* _AIM OF THE EXERCISE_:
Reproduce every entry exactly and leave its pictures out.

[Start of PROVIDED RECORDS]

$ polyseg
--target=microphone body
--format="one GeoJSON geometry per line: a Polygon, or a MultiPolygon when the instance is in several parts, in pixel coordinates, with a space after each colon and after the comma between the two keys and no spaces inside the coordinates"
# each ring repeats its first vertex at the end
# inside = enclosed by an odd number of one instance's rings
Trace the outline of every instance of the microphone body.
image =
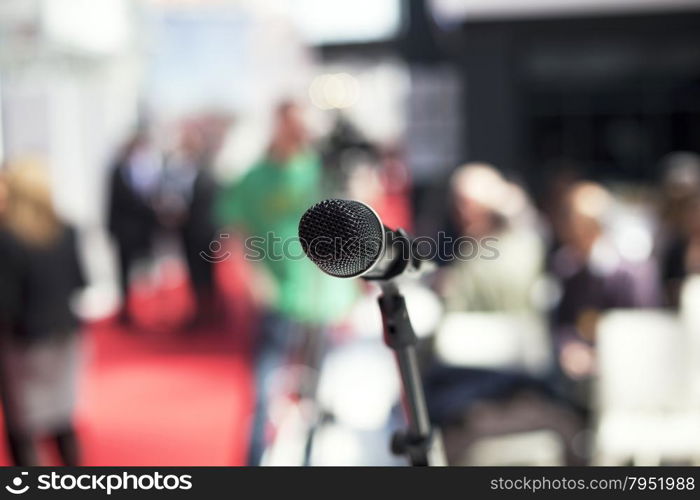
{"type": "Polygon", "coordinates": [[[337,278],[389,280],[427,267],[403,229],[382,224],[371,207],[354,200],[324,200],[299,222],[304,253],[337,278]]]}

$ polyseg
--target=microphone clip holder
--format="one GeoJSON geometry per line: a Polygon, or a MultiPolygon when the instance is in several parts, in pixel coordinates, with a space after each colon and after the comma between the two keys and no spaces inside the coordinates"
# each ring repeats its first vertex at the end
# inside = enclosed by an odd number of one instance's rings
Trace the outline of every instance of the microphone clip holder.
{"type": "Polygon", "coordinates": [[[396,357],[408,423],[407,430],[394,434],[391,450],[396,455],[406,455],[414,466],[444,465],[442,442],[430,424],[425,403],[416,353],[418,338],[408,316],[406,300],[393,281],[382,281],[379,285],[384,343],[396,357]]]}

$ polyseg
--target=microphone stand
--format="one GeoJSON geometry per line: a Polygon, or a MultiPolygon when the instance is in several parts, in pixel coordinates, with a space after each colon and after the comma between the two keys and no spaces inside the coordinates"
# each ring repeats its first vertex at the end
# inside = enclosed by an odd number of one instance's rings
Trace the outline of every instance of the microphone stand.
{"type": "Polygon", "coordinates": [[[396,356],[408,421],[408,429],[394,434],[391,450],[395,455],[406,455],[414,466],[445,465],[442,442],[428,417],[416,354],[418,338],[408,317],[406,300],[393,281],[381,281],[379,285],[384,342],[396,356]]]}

[End of PROVIDED RECORDS]

* _FINAL RESULT_:
$ polyseg
--target=microphone body
--format="one GeoJSON geometry per line: a Polygon, or a MultiPolygon when the instance is in several parts, in pixel coordinates, with a space after each colon and after the comma between the two keys and no spaces inside the coordinates"
# each ring repeats its first vertex at the end
# inside = enclosed by an odd number of one instance's rings
Trace the outline of every instance of the microphone body.
image =
{"type": "Polygon", "coordinates": [[[337,278],[389,280],[427,267],[403,229],[382,224],[371,207],[354,200],[324,200],[299,222],[304,253],[337,278]]]}

$ polyseg
--target=microphone clip holder
--format="one GeoJSON geometry per line: a Polygon, or a MultiPolygon when the instance is in several parts, in pixel coordinates, with a space after each colon and after the comma between the two keys and no spaces inside the coordinates"
# each ring repeats its first vertex at the end
# inside = enclosed by an odd number of one instance's rings
Trace the outline of every instance of the microphone clip holder.
{"type": "Polygon", "coordinates": [[[396,357],[408,423],[407,430],[394,434],[391,450],[396,455],[406,455],[414,466],[444,465],[442,442],[430,424],[425,403],[416,353],[418,338],[408,316],[406,300],[393,281],[382,281],[379,285],[384,343],[396,357]]]}

$ polyseg
--target=microphone stand
--format="one GeoJSON geometry per line: a Polygon, or a MultiPolygon when the instance is in several parts, in pixel coordinates, with a space after each colon and after the comma between the two keys and no spaces inside the coordinates"
# each ring repeats its first vertex at the end
# inside = enclosed by an odd number of one instance's rings
Trace the outline of every instance of the microphone stand.
{"type": "Polygon", "coordinates": [[[396,356],[408,421],[408,429],[394,434],[391,450],[395,455],[406,455],[414,466],[445,465],[442,442],[428,417],[416,354],[418,338],[408,317],[406,300],[393,281],[381,281],[379,285],[384,342],[396,356]]]}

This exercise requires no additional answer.